▸ INSTRUCTIONS FOR THE TASK:
List every person named in the article below about Russian hacking attempts on Florida's elections system.

▸ SOURCE DOCUMENT:
<<<<

MIAMI – Special counsel Robert Mueller says the FBI believes Russian agents gained access to "at least one" government computer network in 2016 while seeking to hack their way into Florida's elections system. Florida's elections supervisors and the state's elections chief say they have no reason to believe that's true.
And the FBI — the one agency able to clear the whole thing up — isn't saying anything.
Five days after a single vague sentence amid 448 pages in Mueller's Russian interference report seemed to upend public knowledge of 2016 elections hacking attempts in Florida, the FBI has yet to explain whether it indeed believes that Russia phished its way into the voting system. Both Florida's secretary of state and U.S. Sen. Rick Scott say the FBI has declined or ignored their requests for additional information, and neither the federal agency nor Mueller's office responded to requests for comment.
"The department reached out to the FBI to inquire which county was referenced in the Mueller report and they declined to share that information with us," Florida Secretary of State spokeswoman Sarah Revell said Tuesday. "The department does not have any additional details to share at this time."
Revell insists that the state's elections system remains secure and that it wasn't hacked in 2016. But the FBI's silence leaves an uncertainty around whether hacking attempts in Florida three years ago were indeed successful and if so, to what extent.
During August 2016, a Russian intelligence agency known as the GRU sent more than 120 emails containing a malware-infected Word attachment to "accounts used by Florida county officials responsible for administering the 2016 election," according to Mueller. He wrote in his report that the FBI, which investigated the hacking attempts, believes the GRU was able to gain access to "at least one" Florida county's computer system through this method.
But just as they have for more than a year, state and local elections officials insisted last week that the FBI and the Department of Homeland Security explained in 2017 and again last year that there's no evidence that their networks were breached. And Mueller wrote that his office didn't try to confirm whether the FBI's belief that an attempt had succeeded was, in fact, accurate.
"It's very disturbing. It's troubling," Patricia Brigham, president of the League of Women Voters Florida, said about the lack of clarity. "We need to know the facts."
If the GRU was able to gain access into a computer network, elections officials stress that hackers would have accessed the voter registration network, so the system that processes and counts ballots is separate and would have remained pure. The state also released millions of dollars in federal security grants ahead of the 2018 election.
But questions still linger: When Mueller referred to the GRU gaining access to "the network of at least one Florida county government," was he referring to an independent, county-level elections supervisor or simply a county government? And if he was referring to an elections office, how many does "at least one" actually refer to?
And what elections vendor was mentioned in the report as being hacked by the GRU to the point that malware was installed on the company network? It's known that the GRU attempted to hack into VR Systems, a popular software vendor for Florida elections officials, but the company has been adamant that it was not breached and the Mueller report redacted the hacked company's name in order to spare it embarrassment.
Scott, who was governor in 2016 and unseated Bill Nelson in November, requested in a letter last week that the FBI provide clarity on the situation by this Friday.
"It is my goal to have free and fair elections with zero fraud, which is why, as Governor, I invested millions of dollars in cyber security, hired additional cyber security staff, and secured election security grants for all 67 counties in Florida," Scott wrote. "This is a very serious issue that needs the immediate attention of the FBI."

>>>>

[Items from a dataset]
<<<<

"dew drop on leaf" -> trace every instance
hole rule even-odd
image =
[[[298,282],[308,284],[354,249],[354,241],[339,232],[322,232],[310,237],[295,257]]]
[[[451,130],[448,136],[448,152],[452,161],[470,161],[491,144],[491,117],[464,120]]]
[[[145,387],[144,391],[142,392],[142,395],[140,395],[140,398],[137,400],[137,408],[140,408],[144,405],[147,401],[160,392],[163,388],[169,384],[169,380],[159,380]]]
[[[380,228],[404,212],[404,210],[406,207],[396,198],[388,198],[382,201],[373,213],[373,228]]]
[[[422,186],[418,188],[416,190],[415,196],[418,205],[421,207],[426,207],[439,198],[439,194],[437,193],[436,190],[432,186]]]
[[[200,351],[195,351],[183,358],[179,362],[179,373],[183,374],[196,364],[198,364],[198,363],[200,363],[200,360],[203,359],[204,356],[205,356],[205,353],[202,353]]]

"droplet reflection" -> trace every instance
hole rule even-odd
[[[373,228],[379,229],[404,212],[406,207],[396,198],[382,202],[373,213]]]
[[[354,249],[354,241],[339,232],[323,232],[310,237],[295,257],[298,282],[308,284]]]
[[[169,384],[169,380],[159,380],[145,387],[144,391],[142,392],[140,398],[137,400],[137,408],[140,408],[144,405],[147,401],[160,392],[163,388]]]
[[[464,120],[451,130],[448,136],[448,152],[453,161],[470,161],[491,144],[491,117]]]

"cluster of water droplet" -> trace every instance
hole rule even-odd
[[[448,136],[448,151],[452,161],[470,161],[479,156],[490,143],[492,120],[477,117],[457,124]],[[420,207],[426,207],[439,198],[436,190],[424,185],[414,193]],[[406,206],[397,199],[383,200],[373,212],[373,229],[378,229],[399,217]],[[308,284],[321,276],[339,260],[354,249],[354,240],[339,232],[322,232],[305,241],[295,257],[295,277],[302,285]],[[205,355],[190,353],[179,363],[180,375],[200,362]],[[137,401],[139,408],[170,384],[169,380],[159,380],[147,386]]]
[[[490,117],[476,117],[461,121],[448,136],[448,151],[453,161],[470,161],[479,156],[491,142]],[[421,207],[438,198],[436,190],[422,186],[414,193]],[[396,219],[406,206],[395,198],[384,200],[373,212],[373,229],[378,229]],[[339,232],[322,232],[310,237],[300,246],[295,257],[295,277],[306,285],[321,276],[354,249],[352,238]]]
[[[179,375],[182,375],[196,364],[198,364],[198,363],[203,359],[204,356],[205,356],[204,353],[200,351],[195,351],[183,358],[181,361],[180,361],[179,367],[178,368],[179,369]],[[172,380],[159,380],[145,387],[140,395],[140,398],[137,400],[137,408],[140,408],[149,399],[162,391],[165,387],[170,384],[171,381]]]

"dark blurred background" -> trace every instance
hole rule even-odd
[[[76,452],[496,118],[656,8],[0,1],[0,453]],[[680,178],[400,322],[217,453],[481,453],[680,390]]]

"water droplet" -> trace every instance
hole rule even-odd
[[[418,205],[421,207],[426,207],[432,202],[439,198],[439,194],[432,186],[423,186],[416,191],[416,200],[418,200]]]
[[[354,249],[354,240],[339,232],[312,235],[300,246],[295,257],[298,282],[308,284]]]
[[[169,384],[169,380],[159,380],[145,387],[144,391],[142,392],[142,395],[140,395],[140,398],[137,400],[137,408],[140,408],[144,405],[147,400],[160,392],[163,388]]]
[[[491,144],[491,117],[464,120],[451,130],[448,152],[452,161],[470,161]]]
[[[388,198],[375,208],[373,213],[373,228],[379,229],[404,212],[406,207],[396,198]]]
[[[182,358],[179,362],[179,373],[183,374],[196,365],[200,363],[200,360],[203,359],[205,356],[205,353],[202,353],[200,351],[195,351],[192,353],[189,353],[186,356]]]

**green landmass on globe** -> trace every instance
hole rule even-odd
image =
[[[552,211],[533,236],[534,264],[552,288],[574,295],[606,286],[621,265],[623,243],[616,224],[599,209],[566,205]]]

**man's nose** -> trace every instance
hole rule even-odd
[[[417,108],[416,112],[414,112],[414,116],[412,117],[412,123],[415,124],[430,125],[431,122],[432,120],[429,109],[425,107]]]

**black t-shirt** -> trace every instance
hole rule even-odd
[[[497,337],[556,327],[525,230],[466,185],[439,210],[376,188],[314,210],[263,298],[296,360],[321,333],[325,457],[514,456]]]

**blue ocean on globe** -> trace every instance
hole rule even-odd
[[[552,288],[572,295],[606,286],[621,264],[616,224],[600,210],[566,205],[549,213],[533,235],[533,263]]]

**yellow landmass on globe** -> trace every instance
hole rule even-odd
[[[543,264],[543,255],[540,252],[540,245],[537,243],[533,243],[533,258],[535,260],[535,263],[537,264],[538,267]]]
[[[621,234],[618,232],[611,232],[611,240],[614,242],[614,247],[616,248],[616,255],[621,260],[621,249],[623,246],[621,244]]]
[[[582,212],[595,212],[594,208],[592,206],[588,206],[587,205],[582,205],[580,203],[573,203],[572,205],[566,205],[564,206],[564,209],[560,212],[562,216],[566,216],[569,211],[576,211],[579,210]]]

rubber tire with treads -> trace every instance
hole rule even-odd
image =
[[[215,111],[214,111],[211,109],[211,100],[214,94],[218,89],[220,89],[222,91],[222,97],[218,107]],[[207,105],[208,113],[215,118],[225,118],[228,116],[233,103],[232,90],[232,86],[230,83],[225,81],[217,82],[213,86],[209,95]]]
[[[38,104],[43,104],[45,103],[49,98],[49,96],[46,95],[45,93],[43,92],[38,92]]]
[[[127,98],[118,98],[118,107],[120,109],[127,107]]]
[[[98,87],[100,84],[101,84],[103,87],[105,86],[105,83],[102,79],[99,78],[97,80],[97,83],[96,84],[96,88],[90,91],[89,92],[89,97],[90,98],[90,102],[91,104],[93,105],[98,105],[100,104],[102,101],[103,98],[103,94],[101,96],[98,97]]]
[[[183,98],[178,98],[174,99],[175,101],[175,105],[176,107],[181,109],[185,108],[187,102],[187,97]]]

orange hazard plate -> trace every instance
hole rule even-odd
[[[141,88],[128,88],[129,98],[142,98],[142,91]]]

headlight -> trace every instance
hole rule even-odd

>>>>

▸ FINAL ANSWER:
Robert Mueller, Rick Scott, Sarah Revell, Patricia Brigham, Bill Nelson